[Records from a data source]

++++++++++++++++++++

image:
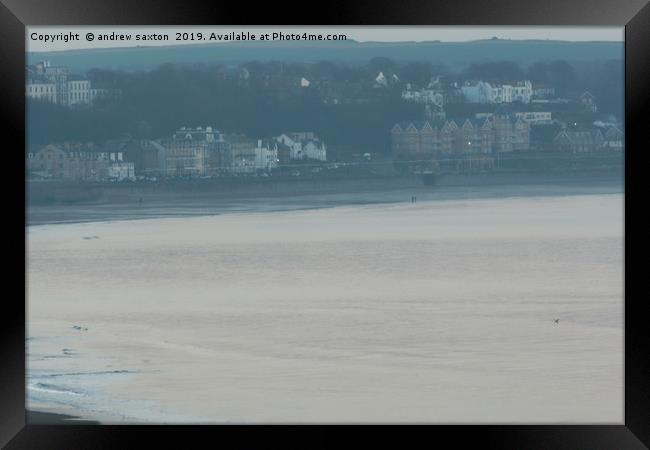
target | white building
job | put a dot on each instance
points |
(478, 92)
(119, 169)
(483, 92)
(536, 117)
(266, 155)
(303, 145)
(41, 91)
(79, 92)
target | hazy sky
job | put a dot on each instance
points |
(368, 33)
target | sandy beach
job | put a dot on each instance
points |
(442, 311)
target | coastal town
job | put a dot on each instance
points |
(453, 125)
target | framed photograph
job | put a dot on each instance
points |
(238, 219)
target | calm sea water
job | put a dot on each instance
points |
(439, 311)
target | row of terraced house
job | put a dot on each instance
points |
(188, 152)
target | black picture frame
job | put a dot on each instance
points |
(16, 14)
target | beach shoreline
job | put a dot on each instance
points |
(36, 417)
(186, 199)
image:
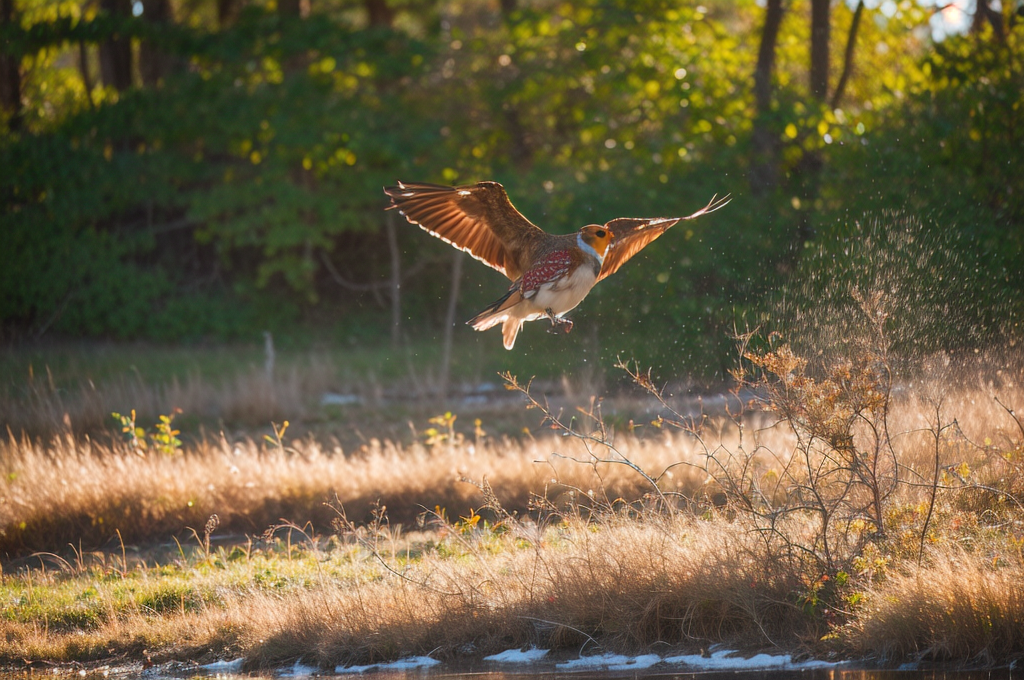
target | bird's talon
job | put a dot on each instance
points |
(560, 326)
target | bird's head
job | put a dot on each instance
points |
(597, 237)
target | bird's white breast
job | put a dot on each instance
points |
(565, 293)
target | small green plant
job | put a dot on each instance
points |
(434, 435)
(165, 440)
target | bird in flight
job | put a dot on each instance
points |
(550, 273)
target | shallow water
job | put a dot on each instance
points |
(479, 671)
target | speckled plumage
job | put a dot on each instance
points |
(551, 273)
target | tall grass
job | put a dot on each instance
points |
(759, 530)
(78, 492)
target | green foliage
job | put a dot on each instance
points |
(207, 205)
(165, 440)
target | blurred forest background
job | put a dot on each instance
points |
(203, 171)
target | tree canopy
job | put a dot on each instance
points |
(181, 169)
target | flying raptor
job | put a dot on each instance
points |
(550, 273)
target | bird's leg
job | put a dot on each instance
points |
(558, 325)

++++++++++++++++++++

The task: Retype each line of the listing above word for word. Exclude the pictures.

Correct answer:
image:
target | white building
job | put a dot on each instance
points |
(478, 92)
(119, 169)
(483, 92)
(536, 117)
(266, 155)
(303, 145)
(41, 91)
(79, 92)
target | hazy sky
job | put a dot on each instance
points |
(368, 33)
target | sandy beach
job | put a dot on each instance
points |
(442, 311)
target | coastal town
job | put a dot on each instance
points |
(453, 125)
target | framed photograph
job | put a dot on each instance
points |
(238, 219)
target | calm sea water
job | put a dot on each instance
points |
(439, 311)
target | row of terraced house
job | put a dot on each instance
points |
(188, 152)
target | black picture frame
job | put a dot on each instance
points |
(16, 14)
target | beach shoreline
job | put a dot on each instance
points |
(36, 417)
(186, 199)
image:
target | bird's talon
job | put a dot on each instance
points |
(560, 326)
target | bird's head
job | put a dot on each instance
points |
(597, 237)
target | bird's white breast
job | put a dot on each instance
points |
(565, 293)
target | small green plant
job | put a dot on each instance
points |
(434, 435)
(165, 440)
target | bird in flight
job | put a dot on each instance
points |
(550, 273)
target | shallow water
job | put a dot on each instance
points |
(479, 671)
target | speckled plumage
job | put a dot on each instance
points |
(551, 273)
target | tall grass
job | put a dot on each instance
points |
(759, 530)
(78, 492)
target | green foliage
job | put a dot on each instance
points |
(207, 205)
(165, 440)
target | blurred forest background
job | put a dot on each instance
points |
(203, 171)
target | tree canopy
job | put a dot on each instance
points |
(181, 169)
target | flying raptor
job | put a dot on each instance
points |
(550, 273)
target | bird's leg
job | put a dot on each instance
points |
(558, 325)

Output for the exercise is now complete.